Document text:
▼

This is an excerpt from a column posted at BizOpinion.
While economists don’t often agree on much, it’s hard to find much dissent over the notion that major research universities contribute to the prosperity of cities, regions and states around them.
Studies by the Federal Reserve Bank and others have cited the power of academic research and development in the economy, from direct spending tied to such research to the transfer of knowledge to companies of all sizes to the “human capital” that comes with creation of a highly skilled workforce.
The UW-Madison is one of the nation’s leading research universities by several measures – dollars invested, patents produced and ideas licensed or otherwise transferred to the market – but it was Wisconsin’s only academic R&D center for more than 100 years. However, the past decade or so has brought change.
Other states claim multiple R&D centers that contribute to their economies, and it’s not just the mega-states such as California, New York and Texas. The success of the Research Triangle in North Carolina is tied to the combined horsepower of Duke, North Carolina and North Carolina State universities, to cite one familiar example.
Closer to home, Illinois has R&D hubs at the University of Illinois, Northwestern and the University of Chicago; Indiana is home to Indiana University and Purdue; Michigan has Michigan and Michigan State; Pennsylvania boasts Penn State and Pittsburgh; Iowa has the University of Iowa and Iowa State; and Minnesota has the University of Minnesota and the Mayo Clinic, which functions like an academic institution in some ways.
The importance of a second research hub for Wisconsin was part of a message delivered last week in Milwaukee by UW-Madison Chancellor Becky Blank, who spoke to a meeting of the Wisconsin Innovation Network.

▲

Provided material:
▼

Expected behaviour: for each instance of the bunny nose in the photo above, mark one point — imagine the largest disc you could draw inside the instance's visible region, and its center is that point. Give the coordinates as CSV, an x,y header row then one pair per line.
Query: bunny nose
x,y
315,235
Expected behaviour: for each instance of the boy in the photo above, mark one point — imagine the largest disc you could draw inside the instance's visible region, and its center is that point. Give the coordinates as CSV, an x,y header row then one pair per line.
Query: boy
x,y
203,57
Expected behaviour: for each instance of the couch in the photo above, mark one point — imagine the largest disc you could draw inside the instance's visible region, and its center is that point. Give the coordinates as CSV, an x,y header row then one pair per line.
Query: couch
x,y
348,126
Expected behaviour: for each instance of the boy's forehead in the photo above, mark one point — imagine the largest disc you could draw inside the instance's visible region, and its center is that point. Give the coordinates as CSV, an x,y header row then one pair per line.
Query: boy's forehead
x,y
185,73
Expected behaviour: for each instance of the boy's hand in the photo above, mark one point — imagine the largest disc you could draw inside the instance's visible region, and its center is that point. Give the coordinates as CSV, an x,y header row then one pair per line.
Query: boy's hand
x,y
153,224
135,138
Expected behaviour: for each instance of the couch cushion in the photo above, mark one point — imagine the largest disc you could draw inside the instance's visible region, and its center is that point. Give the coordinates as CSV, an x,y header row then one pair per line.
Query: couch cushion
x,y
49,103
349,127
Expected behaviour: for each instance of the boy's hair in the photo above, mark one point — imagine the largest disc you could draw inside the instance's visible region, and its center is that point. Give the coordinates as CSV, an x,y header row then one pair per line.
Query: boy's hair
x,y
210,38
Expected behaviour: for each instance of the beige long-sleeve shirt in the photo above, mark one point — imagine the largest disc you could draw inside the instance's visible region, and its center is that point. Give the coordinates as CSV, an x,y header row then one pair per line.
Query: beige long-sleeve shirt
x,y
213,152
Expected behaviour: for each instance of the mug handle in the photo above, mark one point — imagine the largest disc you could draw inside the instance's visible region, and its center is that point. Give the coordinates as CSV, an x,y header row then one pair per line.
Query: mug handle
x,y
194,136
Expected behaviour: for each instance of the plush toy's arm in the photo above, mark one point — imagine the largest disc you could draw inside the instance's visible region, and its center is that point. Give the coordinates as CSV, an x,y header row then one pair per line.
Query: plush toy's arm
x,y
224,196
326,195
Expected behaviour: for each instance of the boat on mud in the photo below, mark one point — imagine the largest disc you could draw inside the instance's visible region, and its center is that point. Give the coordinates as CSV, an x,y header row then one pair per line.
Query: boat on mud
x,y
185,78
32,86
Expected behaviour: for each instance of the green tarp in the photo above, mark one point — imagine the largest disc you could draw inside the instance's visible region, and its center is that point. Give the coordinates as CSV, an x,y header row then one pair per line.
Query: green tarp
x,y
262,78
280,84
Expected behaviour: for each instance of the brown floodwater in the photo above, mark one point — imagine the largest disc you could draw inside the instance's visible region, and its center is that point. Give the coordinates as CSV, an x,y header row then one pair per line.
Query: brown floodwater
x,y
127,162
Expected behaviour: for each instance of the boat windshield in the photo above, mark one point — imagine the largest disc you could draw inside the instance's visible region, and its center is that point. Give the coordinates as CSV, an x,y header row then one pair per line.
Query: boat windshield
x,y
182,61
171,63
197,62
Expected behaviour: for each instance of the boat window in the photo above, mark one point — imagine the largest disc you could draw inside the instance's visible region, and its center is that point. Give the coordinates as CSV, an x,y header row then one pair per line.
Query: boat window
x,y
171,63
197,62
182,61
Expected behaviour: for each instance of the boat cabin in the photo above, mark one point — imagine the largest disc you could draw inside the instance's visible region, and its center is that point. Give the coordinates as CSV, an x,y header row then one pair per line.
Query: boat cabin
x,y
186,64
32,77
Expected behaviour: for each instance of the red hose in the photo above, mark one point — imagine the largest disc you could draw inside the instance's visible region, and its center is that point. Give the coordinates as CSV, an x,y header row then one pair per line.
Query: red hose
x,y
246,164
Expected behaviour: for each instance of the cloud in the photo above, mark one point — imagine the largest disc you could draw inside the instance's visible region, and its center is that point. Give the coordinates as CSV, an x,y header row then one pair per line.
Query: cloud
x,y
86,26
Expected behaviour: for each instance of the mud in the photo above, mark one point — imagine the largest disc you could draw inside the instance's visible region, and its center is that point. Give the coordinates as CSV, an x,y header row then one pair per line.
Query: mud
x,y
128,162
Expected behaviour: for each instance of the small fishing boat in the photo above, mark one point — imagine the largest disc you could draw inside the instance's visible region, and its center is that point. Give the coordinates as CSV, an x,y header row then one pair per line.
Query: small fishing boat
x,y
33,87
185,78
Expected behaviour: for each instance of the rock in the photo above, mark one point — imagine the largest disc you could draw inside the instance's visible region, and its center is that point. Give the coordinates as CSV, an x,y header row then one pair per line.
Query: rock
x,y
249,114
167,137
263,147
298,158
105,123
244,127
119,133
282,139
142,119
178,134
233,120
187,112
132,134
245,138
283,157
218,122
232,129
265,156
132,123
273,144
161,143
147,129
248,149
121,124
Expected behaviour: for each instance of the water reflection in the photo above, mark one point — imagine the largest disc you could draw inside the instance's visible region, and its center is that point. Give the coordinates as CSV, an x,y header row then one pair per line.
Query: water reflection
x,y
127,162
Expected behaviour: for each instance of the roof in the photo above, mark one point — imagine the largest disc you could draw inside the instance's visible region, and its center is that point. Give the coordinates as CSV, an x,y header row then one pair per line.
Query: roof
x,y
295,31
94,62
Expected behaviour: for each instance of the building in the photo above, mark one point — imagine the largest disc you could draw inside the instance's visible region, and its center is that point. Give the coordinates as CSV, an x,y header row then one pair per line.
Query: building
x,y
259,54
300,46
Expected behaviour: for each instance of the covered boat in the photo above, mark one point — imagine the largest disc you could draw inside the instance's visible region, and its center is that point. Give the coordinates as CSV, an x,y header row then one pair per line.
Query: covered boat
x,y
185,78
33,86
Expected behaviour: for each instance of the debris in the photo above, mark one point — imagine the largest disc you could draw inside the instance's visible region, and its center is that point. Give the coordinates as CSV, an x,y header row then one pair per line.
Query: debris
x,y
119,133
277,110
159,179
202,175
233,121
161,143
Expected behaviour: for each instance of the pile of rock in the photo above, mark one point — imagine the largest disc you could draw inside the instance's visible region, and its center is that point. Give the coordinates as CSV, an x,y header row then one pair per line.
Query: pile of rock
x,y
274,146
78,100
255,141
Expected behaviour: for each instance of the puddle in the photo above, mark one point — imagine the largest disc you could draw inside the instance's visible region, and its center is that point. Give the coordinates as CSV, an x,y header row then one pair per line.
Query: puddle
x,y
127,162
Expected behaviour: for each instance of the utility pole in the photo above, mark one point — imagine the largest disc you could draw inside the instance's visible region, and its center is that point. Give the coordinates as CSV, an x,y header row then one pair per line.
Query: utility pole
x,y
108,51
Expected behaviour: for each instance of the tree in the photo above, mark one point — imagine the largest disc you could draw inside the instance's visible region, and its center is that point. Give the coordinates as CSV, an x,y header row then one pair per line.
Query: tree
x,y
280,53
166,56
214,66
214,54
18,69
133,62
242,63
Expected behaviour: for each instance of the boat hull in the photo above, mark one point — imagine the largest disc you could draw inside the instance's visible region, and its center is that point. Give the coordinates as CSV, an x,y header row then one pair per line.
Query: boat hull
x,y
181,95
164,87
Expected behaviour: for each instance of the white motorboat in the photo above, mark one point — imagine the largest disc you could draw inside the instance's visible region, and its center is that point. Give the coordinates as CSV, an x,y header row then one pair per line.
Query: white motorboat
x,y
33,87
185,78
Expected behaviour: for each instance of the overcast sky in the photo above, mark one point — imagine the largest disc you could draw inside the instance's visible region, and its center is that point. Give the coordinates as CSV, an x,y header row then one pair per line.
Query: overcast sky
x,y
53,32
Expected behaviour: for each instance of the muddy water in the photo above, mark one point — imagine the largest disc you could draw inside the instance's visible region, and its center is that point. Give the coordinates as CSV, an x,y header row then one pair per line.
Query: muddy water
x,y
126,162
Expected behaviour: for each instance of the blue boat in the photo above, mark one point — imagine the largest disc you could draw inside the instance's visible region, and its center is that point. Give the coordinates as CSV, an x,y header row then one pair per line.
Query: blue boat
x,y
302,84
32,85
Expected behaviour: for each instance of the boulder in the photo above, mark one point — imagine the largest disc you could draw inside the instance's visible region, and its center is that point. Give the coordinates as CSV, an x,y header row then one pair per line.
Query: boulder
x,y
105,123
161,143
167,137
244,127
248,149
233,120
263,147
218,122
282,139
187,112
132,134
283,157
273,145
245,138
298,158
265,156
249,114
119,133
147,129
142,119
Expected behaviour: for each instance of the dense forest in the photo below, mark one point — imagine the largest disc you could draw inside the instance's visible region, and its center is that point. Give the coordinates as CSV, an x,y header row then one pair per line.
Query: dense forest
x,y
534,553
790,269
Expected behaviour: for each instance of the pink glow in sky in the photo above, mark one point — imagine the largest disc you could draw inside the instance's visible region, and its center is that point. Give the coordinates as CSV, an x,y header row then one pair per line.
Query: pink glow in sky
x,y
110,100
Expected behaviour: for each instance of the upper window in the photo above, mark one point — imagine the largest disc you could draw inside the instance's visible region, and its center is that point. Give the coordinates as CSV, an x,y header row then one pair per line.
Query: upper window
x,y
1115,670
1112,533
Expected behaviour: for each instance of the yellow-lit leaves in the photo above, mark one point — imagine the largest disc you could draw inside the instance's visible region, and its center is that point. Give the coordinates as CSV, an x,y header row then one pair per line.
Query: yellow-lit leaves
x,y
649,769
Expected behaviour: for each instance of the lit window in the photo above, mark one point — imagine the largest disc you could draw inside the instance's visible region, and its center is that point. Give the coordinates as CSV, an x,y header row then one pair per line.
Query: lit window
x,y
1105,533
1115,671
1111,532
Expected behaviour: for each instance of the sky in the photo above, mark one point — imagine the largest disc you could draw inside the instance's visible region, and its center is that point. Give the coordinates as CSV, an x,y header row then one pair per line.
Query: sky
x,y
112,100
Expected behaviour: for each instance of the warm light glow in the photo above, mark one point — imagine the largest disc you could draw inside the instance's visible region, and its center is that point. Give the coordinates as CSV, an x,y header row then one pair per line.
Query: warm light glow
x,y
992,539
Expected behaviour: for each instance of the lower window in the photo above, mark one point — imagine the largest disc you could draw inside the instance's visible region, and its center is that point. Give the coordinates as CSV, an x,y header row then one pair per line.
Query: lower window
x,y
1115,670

▲

Write out the column about research universities word for word, from "This is an excerpt" to "highly skilled workforce.". Rely only on the column about research universities, not on anything else.

This is an excerpt from a column posted at BizOpinion.
While economists don’t often agree on much, it’s hard to find much dissent over the notion that major research universities contribute to the prosperity of cities, regions and states around them.
Studies by the Federal Reserve Bank and others have cited the power of academic research and development in the economy, from direct spending tied to such research to the transfer of knowledge to companies of all sizes to the “human capital” that comes with creation of a highly skilled workforce.